* [Task list]:
1. In the article about eating dinner late, why does the early-evening meal it describes not always happen? Answer in one to three sentences.
2. Continue the article on eating dinner after 7 p.m., picking up after its final sentence.

* [Passage for review]:
···

It’s such an amazing feeling when you can come home from work with plenty of time to throw together a delicious meal for yourself, your family, or your closest friends. Ensuring that you and your loved ones are full of yummy food when still early enough to wind down while binging a few episodes of your favorite show can make you feel accomplished. But while this scenario may represent ideal circumstances, the reality is that life does not always work out that way. Sometimes you end up working late, or your evening schedule simply becomes too busy to have an early dinner ready on the table.
If you’ve made a habit of eating late-night dinners on a regular basis, you’ve probably wondered how or if this routine might impact your health. It’s been said that eating later in the evening can be “bad for you,” with the general consensus for what time is ideal to take your final bites for the day typically falling somewhere around 7:00 p.m, but is true is that
We talked with a few dietitians to get to the bottom of what eating late at night does to your body. Surprisingly, their answers revealed both pros and cons! Now you can get to learn about what happens to your body when you eat after 7 p.m. every day.

···

* [Data]:

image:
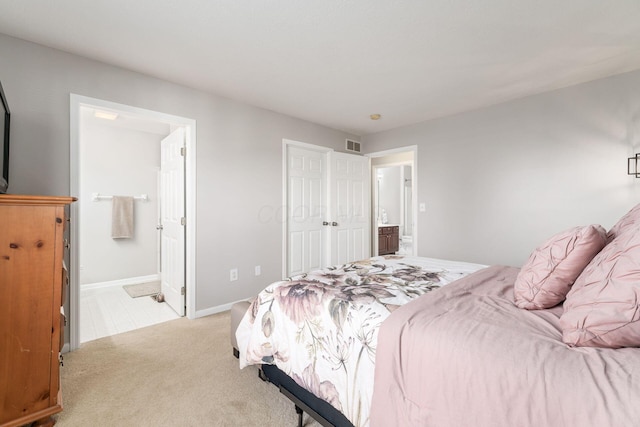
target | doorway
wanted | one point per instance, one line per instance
(125, 146)
(394, 189)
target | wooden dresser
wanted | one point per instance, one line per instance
(31, 297)
(388, 239)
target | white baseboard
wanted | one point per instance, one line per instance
(121, 282)
(217, 309)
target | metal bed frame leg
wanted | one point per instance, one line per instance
(300, 414)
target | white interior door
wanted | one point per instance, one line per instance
(349, 206)
(306, 202)
(172, 217)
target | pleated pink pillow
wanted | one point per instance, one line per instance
(547, 276)
(603, 307)
(630, 221)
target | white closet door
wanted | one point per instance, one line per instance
(172, 216)
(349, 206)
(306, 202)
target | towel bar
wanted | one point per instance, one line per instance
(97, 196)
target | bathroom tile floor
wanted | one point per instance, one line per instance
(110, 311)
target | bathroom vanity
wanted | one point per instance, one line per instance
(388, 239)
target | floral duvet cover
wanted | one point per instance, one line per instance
(321, 328)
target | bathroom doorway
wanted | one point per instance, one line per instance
(116, 152)
(393, 188)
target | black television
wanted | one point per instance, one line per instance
(5, 121)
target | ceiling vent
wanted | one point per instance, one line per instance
(353, 146)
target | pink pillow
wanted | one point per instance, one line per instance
(629, 221)
(603, 307)
(547, 276)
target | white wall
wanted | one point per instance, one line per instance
(500, 180)
(239, 164)
(117, 161)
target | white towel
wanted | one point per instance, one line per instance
(122, 217)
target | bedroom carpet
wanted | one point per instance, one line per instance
(177, 373)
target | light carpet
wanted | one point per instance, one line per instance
(142, 289)
(177, 373)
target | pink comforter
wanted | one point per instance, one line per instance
(467, 356)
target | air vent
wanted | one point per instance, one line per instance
(353, 146)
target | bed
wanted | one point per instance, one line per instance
(319, 330)
(551, 344)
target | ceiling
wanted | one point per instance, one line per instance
(336, 62)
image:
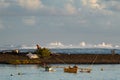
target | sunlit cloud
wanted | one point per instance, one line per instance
(29, 20)
(70, 8)
(31, 4)
(4, 4)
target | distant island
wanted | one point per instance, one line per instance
(43, 55)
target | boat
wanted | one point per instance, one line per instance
(87, 70)
(71, 69)
(49, 69)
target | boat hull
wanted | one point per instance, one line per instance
(71, 70)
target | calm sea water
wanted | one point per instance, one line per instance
(35, 72)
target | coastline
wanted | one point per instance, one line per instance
(21, 58)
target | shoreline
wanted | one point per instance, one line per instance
(21, 58)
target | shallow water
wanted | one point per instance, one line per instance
(35, 72)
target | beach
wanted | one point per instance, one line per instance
(21, 58)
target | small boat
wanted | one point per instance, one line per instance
(71, 69)
(87, 70)
(49, 69)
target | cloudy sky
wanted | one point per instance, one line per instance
(66, 21)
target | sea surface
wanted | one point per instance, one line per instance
(35, 72)
(76, 50)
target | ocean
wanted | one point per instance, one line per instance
(76, 50)
(35, 72)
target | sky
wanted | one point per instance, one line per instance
(67, 22)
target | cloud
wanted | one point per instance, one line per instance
(1, 25)
(4, 4)
(31, 4)
(29, 20)
(93, 4)
(70, 8)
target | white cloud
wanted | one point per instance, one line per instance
(29, 20)
(31, 4)
(70, 8)
(1, 25)
(93, 4)
(4, 4)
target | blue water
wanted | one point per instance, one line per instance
(76, 50)
(35, 72)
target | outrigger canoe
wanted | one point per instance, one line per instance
(71, 69)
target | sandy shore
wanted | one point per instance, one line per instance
(62, 59)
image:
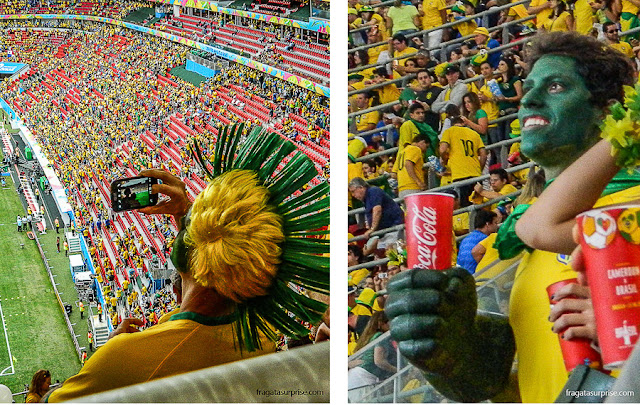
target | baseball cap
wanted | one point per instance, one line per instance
(481, 31)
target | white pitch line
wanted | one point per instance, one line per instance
(4, 327)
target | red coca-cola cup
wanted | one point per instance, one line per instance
(429, 230)
(578, 350)
(610, 240)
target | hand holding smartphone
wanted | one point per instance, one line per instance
(133, 193)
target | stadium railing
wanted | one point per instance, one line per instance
(302, 376)
(494, 292)
(425, 33)
(74, 337)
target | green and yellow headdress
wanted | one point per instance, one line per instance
(622, 129)
(252, 235)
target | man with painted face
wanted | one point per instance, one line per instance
(466, 356)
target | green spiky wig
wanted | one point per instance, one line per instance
(301, 261)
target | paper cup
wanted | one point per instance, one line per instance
(429, 230)
(610, 240)
(575, 351)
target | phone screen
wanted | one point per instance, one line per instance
(133, 193)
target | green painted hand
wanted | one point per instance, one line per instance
(433, 318)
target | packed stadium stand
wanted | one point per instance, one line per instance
(421, 75)
(104, 104)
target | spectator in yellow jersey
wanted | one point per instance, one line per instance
(409, 166)
(463, 151)
(416, 125)
(499, 181)
(610, 30)
(403, 18)
(434, 14)
(367, 121)
(398, 47)
(542, 9)
(560, 19)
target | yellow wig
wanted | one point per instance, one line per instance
(234, 236)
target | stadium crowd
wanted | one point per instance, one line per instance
(440, 100)
(92, 109)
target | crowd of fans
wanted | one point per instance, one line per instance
(91, 110)
(436, 98)
(102, 8)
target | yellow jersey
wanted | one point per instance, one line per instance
(414, 154)
(623, 47)
(541, 370)
(542, 16)
(364, 120)
(432, 16)
(583, 15)
(464, 144)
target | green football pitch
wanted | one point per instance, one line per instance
(33, 333)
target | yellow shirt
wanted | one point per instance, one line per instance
(466, 28)
(407, 131)
(407, 51)
(357, 276)
(541, 370)
(623, 47)
(583, 15)
(558, 24)
(432, 16)
(490, 107)
(179, 346)
(461, 222)
(542, 16)
(374, 52)
(364, 120)
(519, 11)
(414, 154)
(629, 7)
(464, 144)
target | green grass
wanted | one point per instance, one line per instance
(188, 76)
(38, 335)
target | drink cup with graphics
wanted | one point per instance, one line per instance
(578, 350)
(429, 229)
(610, 240)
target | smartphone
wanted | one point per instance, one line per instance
(133, 193)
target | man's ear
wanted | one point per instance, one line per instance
(607, 110)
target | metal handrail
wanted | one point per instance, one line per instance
(470, 208)
(457, 62)
(457, 184)
(472, 17)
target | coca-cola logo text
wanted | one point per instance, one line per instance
(423, 228)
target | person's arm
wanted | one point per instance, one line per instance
(440, 104)
(482, 156)
(444, 151)
(412, 173)
(488, 194)
(376, 216)
(547, 224)
(480, 127)
(178, 205)
(536, 9)
(478, 252)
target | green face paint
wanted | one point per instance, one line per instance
(559, 122)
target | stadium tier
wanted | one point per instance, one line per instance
(451, 157)
(105, 103)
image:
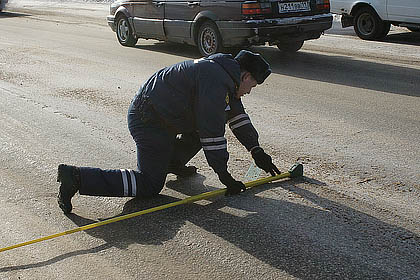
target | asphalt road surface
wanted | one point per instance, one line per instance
(347, 109)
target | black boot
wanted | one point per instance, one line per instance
(182, 170)
(69, 177)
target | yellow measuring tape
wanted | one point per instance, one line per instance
(194, 198)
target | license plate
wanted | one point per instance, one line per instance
(294, 7)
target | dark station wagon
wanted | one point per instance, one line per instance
(212, 25)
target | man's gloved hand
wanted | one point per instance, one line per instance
(264, 161)
(233, 186)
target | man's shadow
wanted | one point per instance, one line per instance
(324, 240)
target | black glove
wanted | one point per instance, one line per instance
(233, 186)
(264, 161)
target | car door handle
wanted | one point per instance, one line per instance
(193, 4)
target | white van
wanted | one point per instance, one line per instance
(373, 18)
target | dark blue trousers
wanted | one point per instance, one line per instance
(157, 148)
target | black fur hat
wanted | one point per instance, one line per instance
(255, 64)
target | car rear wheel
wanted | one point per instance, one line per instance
(368, 25)
(209, 40)
(290, 46)
(124, 32)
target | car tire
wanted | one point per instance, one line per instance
(124, 32)
(290, 46)
(209, 40)
(367, 24)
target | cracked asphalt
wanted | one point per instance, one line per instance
(347, 109)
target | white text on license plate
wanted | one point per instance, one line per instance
(294, 7)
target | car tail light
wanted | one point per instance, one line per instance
(256, 8)
(323, 5)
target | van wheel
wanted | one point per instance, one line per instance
(209, 40)
(124, 32)
(290, 46)
(367, 24)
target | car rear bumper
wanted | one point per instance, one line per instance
(274, 30)
(111, 22)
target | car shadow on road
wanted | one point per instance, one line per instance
(281, 224)
(404, 38)
(12, 14)
(187, 51)
(344, 70)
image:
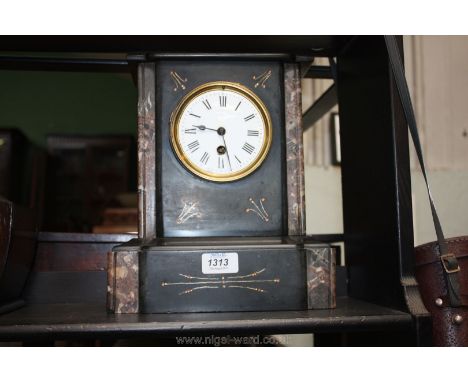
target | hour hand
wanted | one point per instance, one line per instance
(203, 127)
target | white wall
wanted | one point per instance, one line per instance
(437, 70)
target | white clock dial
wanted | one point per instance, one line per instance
(221, 131)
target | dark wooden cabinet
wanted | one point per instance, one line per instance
(13, 161)
(84, 176)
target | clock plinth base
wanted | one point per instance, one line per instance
(220, 275)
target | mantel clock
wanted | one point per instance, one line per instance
(221, 192)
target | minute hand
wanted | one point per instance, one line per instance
(203, 127)
(227, 153)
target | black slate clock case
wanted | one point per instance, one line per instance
(218, 209)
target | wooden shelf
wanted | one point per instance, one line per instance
(60, 321)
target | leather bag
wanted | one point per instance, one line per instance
(441, 267)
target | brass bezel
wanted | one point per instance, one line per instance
(221, 85)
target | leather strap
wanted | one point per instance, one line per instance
(448, 261)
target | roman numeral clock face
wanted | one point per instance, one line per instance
(221, 131)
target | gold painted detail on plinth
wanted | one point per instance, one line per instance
(242, 281)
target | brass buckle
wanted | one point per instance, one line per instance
(445, 258)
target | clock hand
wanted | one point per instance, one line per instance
(227, 153)
(203, 127)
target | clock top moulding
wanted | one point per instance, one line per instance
(147, 186)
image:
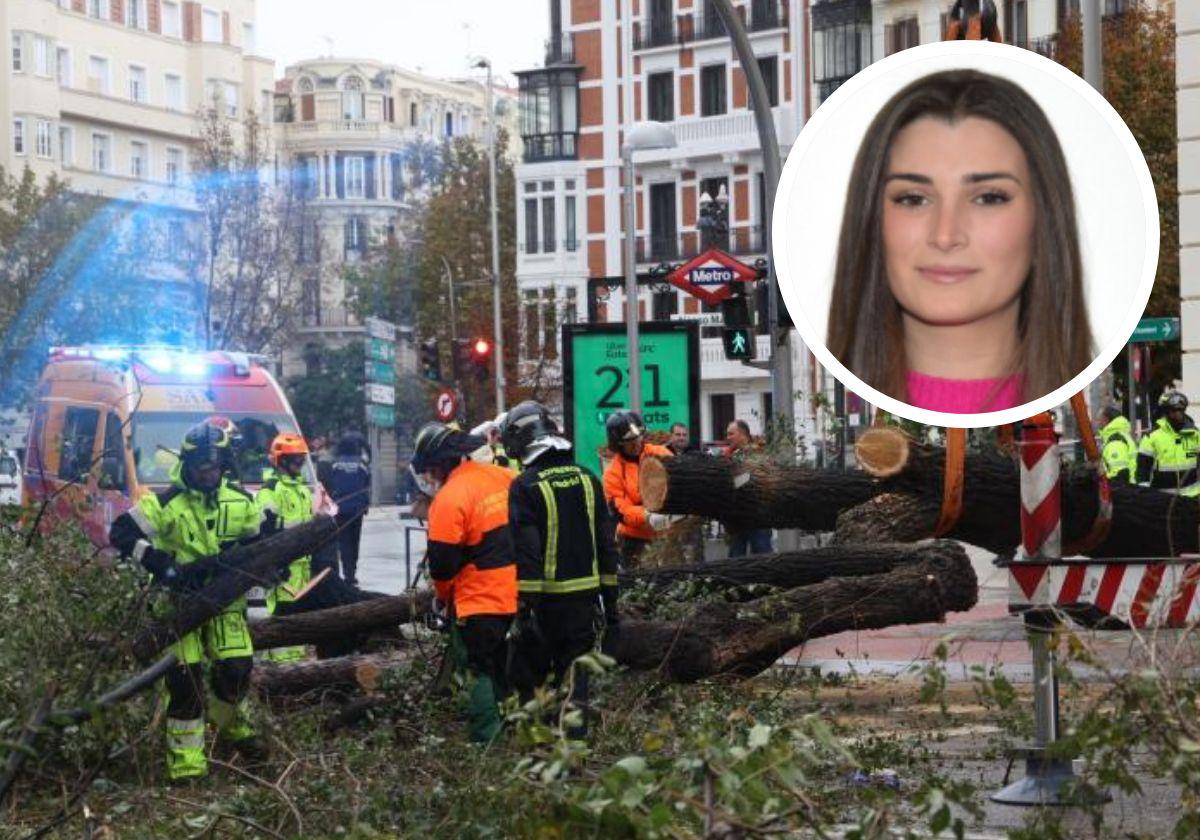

···

* [Answer section]:
1. Life does not always go according to that ideal. Sometimes a person has to work late, or the evening schedule gets too busy to have an early dinner on the table.

2.
According to Lauren Manaker, MS, RDN, LDN, CLEC, eating a healthy snack in the evening hours can be helpful for people with certain health complications.
“For people with type 1 diabetes or a glycogen storage concern, eating a snack before bedtime may help people have better blood glucose control,” says Manaker.
While a nighttime snack or late dinner may be easier if you’ve had a busy day, some dietitians warn that it may lead to more weight gain around your abdominal area.
“To reduce belly fat, you may want to avoid nighttime snacking,” says Trista Best, MPH, RD, LD, and consultant for Balance One Supplements. “This is more than simply not going to the pantry or refrigerator in the evenings after dinner. I have found with a few clients that having them eat only when the sun is out has allowed them to experience weight loss, specifically the kind that hangs around the belly.”
You may be wondering why eating only during daylight can help with abdominal fat. Best believes this is due to two main components.
“For one, eating based on daylight cuts your eating window down from about 15 hours to just 12 hours,” she says. “Also, the foods that you typically consume after dark when you’re just feeling snacky are more calorie-dense and usually loaded with sugar or refined carbs, which tend to lead to belly fat specifically.”
Best also notes that eating late or right before bed can potentially make symptoms of GERD feel worse or more intense.
“Stomach acid can seem worse at night because you’ve been eating throughout the day, and your gut begins to slow down in digestion in the evening, and eating late in the evening can make this worse, regardless of the quality or quantity of the food you consume,” she says.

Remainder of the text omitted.